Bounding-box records
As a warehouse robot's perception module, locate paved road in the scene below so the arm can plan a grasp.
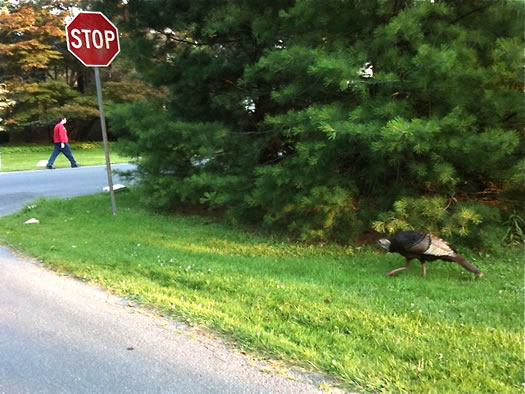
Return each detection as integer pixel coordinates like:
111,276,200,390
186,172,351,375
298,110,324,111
0,164,134,216
0,166,334,394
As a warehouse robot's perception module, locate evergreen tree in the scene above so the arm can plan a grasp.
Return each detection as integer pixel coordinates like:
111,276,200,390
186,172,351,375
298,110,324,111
97,0,524,243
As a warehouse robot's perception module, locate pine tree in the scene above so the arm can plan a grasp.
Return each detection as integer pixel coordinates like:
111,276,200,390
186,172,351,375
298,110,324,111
100,0,524,243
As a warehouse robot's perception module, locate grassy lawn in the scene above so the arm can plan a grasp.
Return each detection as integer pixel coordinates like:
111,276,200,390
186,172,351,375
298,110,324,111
0,142,128,172
0,193,524,393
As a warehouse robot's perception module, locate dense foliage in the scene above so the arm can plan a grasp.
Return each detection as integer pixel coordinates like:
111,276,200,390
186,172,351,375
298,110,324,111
96,0,524,241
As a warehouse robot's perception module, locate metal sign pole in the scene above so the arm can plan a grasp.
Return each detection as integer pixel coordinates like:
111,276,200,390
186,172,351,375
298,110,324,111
95,67,117,216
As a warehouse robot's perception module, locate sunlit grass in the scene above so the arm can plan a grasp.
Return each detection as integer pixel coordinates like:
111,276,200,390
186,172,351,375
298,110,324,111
0,142,129,172
0,193,523,393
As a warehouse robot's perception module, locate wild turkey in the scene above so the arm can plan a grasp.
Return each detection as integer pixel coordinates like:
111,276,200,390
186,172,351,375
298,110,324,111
377,230,483,277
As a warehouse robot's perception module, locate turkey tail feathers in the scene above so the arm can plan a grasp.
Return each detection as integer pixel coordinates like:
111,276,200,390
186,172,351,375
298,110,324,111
451,253,483,276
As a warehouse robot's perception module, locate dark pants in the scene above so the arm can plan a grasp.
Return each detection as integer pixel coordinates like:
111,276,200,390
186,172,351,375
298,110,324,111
47,142,77,167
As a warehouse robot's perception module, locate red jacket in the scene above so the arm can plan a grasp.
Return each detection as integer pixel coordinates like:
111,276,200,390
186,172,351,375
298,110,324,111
53,122,68,144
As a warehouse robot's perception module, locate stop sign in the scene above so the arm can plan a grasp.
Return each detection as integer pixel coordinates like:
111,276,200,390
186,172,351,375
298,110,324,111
66,11,120,67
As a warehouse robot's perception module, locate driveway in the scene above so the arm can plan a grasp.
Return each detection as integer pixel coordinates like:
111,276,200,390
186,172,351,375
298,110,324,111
0,165,334,393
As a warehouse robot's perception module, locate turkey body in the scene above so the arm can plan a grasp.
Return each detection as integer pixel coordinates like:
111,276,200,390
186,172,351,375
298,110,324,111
378,230,483,277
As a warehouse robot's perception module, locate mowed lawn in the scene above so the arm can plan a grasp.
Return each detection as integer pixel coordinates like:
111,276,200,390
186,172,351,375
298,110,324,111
0,142,129,172
0,192,524,393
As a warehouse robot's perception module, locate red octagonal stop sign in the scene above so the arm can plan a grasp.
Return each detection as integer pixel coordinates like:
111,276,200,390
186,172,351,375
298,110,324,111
66,11,120,67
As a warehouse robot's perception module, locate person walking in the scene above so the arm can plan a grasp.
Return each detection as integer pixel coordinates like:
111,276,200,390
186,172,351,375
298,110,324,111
46,116,78,170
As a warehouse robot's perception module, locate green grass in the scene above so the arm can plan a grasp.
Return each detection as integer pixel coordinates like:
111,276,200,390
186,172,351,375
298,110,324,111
0,193,524,393
0,142,128,172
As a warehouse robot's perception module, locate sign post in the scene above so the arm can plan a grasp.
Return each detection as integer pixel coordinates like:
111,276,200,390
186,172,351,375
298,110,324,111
66,11,120,216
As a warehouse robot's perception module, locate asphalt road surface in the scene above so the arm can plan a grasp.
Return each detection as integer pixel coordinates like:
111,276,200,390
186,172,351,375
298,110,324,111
0,164,134,216
0,166,334,393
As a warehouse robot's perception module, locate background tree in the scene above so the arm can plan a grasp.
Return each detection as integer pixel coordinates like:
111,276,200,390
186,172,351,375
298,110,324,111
0,0,158,142
91,0,524,246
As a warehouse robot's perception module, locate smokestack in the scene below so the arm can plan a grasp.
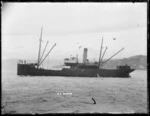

WHAT YOU ARE ASKED TO DO: Reproduce each of the lines above word for word, omitting the pictures.

SOLUTION FOR THIS TASK:
As a warehouse robot's perception module, locate paved road in the scene below so the arm can plan a grasp.
Return each detection as integer pixel coordinates like:
111,276,200,390
186,172,351,375
298,110,324,111
0,164,134,216
0,166,334,394
As a warehouse robot's perception module, locate evergreen tree in the scene above so the arm can plan a grasp.
Return each detection as integer pixel coordinates like:
111,276,200,390
186,172,351,375
298,110,324,111
97,0,524,243
As a warehouse robot's perception module, locate pine tree in the scene above so the arm can plan a grasp.
Return each detection as integer pixel coordinates like:
111,276,200,390
186,172,351,375
298,110,324,111
100,0,524,243
As a warehouse robot's perception module, locate grassy lawn in the scene above so the arm can plan a grasp.
Return each detection as integer pixel coordinates like:
111,276,200,390
186,172,351,375
298,110,324,111
0,142,128,172
0,193,524,393
As a warehouse robot's perception module, locate dense foliage in the scene above so the arm can plan a grasp.
Return each detection as integer pixel coordinates like:
111,276,200,390
186,172,351,375
298,110,324,111
96,0,524,241
As a warehouse robot's perception module, locate metal sign pole in the scene above so the arm can plan a grasp.
Return each detection as integer pixel coordinates like:
111,276,200,390
186,172,351,375
298,110,324,111
95,67,117,216
As a warehouse robot's perception module, locate sunlit grass in the scene above so the arm can plan a grasp.
Return each detection as integer pixel coordinates like:
111,276,200,390
186,172,351,375
298,110,324,111
0,142,129,172
0,193,523,393
As a warehouse robot's perception module, locate wild turkey in the scene above so the arm can plan a grasp.
Return each detection as integer pixel coordinates like:
111,276,200,390
186,172,351,375
298,110,324,111
377,230,483,277
As a warehouse robot's perception module, locate turkey tail feathers in the scene above so the arm can plan a grasp.
Return each detection as integer pixel coordinates like:
111,276,200,390
186,172,351,375
298,110,324,111
451,253,483,276
As a warehouse robot's perception module, locate dark pants in the scene above so the arm can plan a grasp.
Return each detection as integer pixel coordinates like:
111,276,200,390
186,172,351,375
298,110,324,111
47,142,77,167
As a warehouse robot's perception module, locate red jacket in the scene above so the arm can plan a grasp.
Return each detection as integer pixel coordinates like:
111,276,200,390
186,172,351,375
298,110,324,111
53,122,68,144
As a warehouse robot's perception module, locate stop sign in the scene above so the arm can plan a grasp.
Return each detection as integer pixel coordinates like:
111,276,200,390
186,172,351,375
298,110,324,111
66,11,120,67
As a warehouse robot's perception module, locate driveway in the scene above so the arm can plan a grasp.
Return each detection as integer pixel coordinates like:
111,276,200,390
186,172,351,375
298,110,324,111
0,165,334,393
As a warehouse robot's perception module, locate turkey body in the scene above so the arm can plan a grasp.
Return each detection as integer pixel coordinates like:
111,276,200,390
186,172,351,375
298,110,324,111
378,230,483,277
As a warehouse robot's perception module, locate mowed lawn in the scene above so the arm can plan a grasp.
Return each detection as integer pixel coordinates like:
111,276,200,390
186,172,351,375
298,110,324,111
0,142,129,172
0,192,524,393
As a warehouse robot's perception module, locate red octagonal stop sign in the scene above so the arm can plan a grasp.
Return each detection as integer pixel coordinates like:
111,276,200,390
186,172,351,375
298,110,324,111
66,11,120,67
As a warehouse robot's perception module, locate person walking in the scene above so the arm can plan a grasp.
Return each detection as integer pixel coordinates like:
111,276,200,390
186,172,351,375
298,110,324,111
46,116,78,170
As a warehouse robot's perception module, locate green grass in the scene above so the arm can plan a grasp.
Return each detection as integer pixel coordinates like:
111,276,200,390
186,172,351,375
298,110,324,111
0,193,524,393
0,142,128,172
As a warehouse robot's perception module, locate sign post in the scene above so the arm can plan a grasp.
Return each detection as integer pixel coordinates like:
111,276,200,390
186,172,351,375
298,110,324,111
66,11,120,216
As a warehouse robot's perception module, locate asphalt road surface in the scene above so the arm can plan a grasp.
Return each detection as integer pixel coordinates like:
111,276,200,390
186,172,351,375
298,110,324,111
0,164,134,216
0,166,334,393
As a warehouse robot's perception module, locate background tree in the scene above so the arm can plan a grasp.
Return each detection as integer pixel coordinates like:
111,276,200,390
186,172,351,375
298,110,324,111
0,0,158,142
91,0,524,246
As a warehouse robot's perception module, locate smokestack in the scene below so the arm can plan a grasp.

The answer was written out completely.